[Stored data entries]
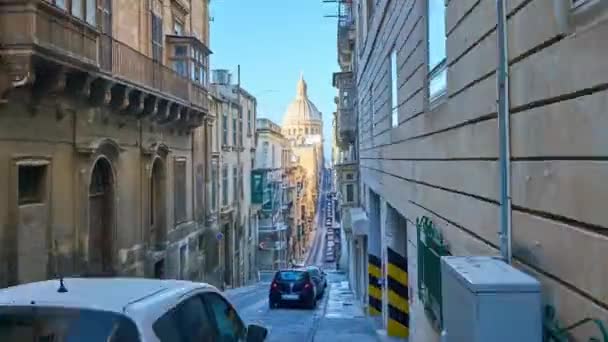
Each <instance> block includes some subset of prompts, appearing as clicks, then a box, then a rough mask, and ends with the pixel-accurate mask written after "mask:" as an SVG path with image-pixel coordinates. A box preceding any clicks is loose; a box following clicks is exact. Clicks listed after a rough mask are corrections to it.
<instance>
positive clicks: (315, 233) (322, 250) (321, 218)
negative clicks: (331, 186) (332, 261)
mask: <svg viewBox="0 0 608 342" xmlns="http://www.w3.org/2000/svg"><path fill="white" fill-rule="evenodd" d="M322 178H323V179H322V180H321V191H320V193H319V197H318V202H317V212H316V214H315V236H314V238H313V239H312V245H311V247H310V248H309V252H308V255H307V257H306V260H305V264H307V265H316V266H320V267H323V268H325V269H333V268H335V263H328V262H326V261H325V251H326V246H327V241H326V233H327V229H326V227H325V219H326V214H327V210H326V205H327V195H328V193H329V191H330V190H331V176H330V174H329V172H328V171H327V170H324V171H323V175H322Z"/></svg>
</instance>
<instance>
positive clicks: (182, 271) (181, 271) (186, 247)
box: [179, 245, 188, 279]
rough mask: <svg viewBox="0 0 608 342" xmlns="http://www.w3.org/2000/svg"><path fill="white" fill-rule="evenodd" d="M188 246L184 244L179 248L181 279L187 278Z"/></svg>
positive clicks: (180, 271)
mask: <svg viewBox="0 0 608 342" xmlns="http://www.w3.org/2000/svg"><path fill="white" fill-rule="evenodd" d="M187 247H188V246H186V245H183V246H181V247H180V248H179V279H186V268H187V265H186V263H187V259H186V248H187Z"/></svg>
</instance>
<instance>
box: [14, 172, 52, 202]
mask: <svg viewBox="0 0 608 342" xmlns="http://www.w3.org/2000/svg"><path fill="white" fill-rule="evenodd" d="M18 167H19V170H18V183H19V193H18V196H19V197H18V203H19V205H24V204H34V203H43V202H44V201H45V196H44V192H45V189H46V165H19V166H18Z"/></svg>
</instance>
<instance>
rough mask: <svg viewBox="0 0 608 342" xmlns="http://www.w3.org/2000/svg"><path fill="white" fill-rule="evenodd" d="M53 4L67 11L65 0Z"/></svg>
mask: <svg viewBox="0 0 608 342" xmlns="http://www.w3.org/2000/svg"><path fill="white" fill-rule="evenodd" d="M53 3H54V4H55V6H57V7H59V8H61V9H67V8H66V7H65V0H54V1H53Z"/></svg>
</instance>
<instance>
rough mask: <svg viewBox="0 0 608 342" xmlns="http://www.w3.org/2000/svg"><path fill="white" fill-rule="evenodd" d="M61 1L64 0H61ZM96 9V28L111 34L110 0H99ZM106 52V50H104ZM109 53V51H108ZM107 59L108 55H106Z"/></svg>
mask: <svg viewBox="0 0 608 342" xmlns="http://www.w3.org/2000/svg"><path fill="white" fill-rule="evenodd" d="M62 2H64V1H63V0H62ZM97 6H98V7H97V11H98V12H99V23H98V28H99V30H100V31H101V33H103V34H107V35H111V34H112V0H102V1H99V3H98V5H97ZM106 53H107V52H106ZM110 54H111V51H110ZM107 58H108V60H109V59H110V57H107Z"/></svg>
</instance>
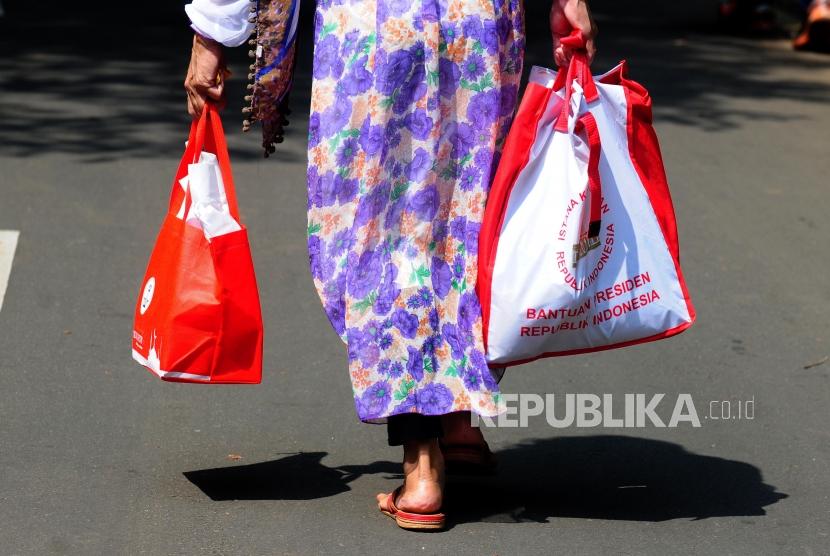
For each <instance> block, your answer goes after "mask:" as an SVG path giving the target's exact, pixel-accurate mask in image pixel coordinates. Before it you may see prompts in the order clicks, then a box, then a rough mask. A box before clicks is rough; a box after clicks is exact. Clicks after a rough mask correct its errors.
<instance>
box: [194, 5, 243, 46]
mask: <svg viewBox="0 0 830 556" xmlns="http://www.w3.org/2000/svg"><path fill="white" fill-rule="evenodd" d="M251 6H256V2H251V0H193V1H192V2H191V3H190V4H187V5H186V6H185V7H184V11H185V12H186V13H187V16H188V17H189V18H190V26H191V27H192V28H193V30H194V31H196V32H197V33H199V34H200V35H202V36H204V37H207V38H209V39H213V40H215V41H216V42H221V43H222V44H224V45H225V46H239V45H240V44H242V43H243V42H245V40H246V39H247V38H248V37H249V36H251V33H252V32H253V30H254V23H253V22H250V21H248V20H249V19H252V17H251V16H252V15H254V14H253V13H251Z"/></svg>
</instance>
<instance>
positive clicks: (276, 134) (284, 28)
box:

--

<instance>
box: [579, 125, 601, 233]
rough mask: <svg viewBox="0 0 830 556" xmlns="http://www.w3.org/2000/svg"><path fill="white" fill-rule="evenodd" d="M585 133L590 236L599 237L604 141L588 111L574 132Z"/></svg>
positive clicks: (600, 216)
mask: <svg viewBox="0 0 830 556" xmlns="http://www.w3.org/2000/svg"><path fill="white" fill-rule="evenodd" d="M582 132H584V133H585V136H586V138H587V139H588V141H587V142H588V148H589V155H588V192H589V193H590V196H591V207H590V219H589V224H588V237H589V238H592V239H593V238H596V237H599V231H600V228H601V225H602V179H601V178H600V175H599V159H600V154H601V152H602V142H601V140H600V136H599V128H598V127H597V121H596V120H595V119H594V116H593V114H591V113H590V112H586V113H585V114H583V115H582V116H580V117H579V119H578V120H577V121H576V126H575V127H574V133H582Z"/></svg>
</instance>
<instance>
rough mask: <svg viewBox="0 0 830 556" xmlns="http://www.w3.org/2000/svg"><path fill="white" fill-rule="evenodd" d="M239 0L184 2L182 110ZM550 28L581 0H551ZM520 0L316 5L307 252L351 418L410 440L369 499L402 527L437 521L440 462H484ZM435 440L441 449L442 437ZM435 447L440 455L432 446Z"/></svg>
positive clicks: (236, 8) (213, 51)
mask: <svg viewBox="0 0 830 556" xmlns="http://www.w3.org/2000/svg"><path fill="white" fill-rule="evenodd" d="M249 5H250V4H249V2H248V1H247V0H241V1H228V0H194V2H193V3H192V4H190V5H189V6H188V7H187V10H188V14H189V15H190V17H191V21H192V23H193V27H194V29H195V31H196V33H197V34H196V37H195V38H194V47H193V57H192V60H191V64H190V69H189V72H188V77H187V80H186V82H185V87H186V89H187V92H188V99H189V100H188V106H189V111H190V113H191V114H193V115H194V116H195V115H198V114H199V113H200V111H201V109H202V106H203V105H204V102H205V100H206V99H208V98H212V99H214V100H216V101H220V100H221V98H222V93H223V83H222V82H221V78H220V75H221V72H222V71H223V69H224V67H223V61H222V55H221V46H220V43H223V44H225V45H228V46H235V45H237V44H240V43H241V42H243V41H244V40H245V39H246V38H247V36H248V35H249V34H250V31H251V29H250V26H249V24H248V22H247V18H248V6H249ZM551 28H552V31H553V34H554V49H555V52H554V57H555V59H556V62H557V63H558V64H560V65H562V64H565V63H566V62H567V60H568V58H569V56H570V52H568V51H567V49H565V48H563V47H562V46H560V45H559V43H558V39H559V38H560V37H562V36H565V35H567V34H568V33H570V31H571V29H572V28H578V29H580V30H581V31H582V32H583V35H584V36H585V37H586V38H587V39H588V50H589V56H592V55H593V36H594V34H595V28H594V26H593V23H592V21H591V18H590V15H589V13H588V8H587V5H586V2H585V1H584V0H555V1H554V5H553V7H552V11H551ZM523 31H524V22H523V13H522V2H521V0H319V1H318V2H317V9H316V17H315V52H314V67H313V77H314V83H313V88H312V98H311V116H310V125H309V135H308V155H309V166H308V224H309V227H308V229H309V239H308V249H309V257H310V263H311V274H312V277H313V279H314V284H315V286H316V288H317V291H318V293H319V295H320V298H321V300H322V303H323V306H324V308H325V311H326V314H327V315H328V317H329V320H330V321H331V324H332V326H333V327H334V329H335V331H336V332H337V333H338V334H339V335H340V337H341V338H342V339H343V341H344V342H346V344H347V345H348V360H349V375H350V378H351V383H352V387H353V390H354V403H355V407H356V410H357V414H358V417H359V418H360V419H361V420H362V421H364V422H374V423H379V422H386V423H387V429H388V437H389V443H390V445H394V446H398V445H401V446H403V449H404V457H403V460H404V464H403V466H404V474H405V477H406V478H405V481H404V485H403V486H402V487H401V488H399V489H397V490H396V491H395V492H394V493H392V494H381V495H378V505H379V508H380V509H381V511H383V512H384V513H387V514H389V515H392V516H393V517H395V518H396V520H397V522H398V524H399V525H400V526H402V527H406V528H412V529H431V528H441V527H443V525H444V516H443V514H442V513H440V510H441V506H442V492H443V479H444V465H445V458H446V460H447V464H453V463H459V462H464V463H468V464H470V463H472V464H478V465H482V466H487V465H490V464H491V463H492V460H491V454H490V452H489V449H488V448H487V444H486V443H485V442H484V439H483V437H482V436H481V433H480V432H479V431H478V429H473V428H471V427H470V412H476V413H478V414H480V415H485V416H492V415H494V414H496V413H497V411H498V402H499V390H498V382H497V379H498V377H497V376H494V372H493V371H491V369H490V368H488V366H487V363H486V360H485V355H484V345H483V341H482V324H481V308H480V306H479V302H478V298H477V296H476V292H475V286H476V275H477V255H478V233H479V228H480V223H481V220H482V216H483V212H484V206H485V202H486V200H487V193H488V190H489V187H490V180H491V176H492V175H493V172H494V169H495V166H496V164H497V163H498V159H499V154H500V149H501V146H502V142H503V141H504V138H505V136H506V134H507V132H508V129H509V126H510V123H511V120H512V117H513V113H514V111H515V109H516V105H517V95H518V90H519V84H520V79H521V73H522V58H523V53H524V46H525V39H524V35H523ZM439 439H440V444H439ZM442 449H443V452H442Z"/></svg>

> _Instructions for the task_: Copy out the items starting at the line that contains "246L184 244L179 248L181" and ending at the line that contains "positive clicks: (180, 271)", replacing "rough mask" with "coarse mask" and leaving everything else unchanged.

> _Result_:
coarse mask: <svg viewBox="0 0 608 342" xmlns="http://www.w3.org/2000/svg"><path fill="white" fill-rule="evenodd" d="M188 246L184 244L179 248L181 279L187 278Z"/></svg>
positive clicks: (180, 271)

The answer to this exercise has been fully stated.